## Work instructions
For this exercise, copy each line of the records that contains the word "dome".
○ ○ ○
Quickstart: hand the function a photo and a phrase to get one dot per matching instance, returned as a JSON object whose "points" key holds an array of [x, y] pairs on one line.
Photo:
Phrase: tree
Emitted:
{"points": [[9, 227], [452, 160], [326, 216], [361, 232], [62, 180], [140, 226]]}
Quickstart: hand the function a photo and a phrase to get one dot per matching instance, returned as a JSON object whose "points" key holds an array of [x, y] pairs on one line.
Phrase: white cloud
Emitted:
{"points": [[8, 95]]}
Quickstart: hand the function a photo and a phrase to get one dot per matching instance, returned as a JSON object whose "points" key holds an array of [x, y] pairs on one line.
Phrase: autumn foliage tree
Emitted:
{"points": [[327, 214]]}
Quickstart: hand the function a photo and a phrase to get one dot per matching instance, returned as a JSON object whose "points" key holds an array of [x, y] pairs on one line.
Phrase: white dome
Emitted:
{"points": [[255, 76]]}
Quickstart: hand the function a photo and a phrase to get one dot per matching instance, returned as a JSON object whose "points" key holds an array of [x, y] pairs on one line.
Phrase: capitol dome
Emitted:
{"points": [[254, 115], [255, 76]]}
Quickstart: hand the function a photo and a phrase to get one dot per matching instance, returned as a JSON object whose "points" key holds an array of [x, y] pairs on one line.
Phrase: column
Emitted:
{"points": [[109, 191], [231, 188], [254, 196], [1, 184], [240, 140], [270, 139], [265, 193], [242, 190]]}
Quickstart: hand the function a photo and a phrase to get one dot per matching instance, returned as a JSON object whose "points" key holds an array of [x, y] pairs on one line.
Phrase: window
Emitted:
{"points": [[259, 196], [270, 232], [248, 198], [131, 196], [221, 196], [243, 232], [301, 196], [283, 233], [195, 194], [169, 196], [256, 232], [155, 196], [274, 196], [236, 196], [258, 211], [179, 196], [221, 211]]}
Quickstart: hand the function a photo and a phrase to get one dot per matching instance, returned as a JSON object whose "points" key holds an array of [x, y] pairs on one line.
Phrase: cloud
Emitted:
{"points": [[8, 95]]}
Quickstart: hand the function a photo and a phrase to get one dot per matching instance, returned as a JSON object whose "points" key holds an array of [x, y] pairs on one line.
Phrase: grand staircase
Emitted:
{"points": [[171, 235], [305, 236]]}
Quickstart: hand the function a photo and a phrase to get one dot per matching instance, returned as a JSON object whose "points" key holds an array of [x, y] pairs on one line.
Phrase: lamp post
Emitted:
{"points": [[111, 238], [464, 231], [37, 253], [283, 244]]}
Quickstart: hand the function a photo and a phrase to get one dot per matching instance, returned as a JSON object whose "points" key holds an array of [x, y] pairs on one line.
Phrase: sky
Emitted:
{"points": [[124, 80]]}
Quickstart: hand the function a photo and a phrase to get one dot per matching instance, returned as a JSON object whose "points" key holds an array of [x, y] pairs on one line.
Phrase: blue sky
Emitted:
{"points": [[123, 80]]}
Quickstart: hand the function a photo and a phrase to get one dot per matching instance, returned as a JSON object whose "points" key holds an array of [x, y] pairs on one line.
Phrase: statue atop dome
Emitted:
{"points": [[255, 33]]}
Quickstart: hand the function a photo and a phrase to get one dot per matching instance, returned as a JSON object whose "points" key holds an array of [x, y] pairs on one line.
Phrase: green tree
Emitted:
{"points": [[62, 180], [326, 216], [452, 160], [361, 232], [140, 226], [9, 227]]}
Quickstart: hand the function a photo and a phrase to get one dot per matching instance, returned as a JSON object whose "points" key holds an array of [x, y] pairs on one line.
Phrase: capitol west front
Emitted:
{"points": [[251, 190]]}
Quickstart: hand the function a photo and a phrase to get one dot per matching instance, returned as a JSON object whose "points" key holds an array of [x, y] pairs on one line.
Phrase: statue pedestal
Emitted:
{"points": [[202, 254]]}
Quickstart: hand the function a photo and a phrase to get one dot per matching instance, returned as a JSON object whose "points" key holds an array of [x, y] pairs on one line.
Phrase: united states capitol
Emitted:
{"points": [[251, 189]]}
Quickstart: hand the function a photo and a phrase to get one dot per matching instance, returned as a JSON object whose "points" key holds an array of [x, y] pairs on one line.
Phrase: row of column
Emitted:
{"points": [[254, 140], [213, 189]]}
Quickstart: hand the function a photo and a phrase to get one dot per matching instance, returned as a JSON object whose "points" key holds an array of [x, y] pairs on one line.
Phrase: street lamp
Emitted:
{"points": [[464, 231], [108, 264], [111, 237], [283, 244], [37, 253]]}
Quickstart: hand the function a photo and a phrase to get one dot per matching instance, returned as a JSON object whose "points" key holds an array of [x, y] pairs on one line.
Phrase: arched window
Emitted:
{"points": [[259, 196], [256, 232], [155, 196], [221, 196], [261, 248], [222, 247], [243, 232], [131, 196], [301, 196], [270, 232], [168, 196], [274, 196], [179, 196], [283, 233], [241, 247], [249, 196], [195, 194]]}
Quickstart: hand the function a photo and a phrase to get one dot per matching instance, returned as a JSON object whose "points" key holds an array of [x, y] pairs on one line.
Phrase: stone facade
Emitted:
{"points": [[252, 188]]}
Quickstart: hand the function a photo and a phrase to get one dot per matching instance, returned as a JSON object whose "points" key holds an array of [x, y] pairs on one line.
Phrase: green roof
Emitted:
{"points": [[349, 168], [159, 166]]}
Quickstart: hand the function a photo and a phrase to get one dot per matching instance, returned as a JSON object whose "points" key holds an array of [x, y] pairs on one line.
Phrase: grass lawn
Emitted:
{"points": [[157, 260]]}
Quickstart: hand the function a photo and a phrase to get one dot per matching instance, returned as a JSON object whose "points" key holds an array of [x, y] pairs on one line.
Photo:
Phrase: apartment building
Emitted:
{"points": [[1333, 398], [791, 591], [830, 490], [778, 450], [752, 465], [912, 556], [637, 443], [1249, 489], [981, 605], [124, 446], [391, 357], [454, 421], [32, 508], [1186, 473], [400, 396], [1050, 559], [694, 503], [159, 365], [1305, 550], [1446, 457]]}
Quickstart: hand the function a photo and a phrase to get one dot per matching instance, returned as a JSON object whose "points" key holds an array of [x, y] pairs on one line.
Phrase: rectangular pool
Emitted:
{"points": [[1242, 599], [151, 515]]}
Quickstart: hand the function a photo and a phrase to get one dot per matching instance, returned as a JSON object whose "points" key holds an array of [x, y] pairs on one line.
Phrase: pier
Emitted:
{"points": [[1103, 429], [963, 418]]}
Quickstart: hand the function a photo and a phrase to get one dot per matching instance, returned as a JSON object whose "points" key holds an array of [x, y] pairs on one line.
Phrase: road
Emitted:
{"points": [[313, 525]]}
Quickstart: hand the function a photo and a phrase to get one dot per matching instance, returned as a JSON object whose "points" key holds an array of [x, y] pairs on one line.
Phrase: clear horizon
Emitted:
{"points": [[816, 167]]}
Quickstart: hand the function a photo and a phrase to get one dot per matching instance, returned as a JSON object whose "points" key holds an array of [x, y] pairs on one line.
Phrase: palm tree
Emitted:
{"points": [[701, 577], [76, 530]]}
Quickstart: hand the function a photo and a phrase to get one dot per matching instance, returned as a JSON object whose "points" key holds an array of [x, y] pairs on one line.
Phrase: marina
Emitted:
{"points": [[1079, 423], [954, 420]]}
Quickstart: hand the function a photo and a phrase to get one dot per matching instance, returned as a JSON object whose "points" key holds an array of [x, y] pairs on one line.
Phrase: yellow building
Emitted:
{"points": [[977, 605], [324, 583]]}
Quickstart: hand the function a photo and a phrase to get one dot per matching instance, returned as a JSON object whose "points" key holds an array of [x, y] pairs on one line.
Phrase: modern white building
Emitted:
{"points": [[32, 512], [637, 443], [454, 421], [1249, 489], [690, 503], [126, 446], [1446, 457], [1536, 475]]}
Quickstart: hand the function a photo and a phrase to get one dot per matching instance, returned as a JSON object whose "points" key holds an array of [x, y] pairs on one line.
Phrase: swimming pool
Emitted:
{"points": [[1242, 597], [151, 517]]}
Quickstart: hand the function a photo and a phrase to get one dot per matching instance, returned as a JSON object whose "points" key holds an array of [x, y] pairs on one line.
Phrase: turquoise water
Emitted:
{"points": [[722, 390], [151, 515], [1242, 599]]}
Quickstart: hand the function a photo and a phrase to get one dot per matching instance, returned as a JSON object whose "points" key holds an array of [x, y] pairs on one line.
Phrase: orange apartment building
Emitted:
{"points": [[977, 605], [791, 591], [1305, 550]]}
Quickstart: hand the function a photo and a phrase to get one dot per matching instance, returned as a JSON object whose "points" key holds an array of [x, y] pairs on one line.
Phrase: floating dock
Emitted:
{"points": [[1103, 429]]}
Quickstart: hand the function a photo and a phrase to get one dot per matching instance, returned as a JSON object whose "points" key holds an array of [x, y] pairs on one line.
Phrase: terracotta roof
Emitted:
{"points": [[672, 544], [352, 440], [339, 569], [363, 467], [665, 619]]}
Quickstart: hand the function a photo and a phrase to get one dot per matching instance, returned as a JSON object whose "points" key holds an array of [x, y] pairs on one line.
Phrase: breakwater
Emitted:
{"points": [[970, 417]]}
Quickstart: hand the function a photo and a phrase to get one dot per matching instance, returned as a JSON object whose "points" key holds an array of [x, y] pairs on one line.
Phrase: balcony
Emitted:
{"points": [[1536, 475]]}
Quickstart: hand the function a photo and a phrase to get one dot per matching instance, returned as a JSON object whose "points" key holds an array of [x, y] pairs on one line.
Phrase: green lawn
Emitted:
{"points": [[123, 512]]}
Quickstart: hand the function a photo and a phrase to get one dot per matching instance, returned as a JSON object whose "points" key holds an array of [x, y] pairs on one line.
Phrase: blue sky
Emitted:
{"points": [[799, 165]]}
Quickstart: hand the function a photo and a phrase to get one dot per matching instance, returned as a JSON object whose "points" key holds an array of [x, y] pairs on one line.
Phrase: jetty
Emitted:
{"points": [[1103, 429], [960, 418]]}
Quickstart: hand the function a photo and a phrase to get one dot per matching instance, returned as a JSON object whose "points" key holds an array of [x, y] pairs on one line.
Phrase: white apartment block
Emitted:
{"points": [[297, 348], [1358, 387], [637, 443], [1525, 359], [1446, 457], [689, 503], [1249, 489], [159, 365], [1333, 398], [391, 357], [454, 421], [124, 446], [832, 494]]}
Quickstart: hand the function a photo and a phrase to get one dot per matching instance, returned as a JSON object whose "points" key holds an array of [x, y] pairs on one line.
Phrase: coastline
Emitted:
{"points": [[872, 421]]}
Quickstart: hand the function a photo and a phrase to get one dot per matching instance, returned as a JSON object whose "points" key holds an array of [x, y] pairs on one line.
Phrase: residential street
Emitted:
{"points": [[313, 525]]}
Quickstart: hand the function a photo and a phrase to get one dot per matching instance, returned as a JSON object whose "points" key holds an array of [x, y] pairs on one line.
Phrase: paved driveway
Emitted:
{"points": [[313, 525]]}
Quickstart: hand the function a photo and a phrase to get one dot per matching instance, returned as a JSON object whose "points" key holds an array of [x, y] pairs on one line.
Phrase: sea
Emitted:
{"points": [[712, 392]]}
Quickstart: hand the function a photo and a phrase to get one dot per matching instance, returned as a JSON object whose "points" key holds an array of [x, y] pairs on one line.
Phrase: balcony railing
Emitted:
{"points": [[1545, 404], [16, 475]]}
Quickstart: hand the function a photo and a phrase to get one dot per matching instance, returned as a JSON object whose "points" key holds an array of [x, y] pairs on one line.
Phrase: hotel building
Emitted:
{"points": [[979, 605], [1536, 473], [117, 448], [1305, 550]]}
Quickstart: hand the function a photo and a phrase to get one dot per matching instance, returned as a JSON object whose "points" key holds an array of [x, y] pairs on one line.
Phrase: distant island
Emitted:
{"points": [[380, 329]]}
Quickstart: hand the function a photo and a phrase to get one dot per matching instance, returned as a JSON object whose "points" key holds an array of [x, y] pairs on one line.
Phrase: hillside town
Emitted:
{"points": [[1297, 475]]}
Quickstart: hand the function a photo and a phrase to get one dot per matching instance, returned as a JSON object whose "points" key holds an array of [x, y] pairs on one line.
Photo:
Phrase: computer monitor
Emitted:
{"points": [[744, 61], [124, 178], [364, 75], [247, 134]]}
○ ○ ○
## Written solution
Phrase: white dome
Phrase: capitol dome
Phrase: statue atop dome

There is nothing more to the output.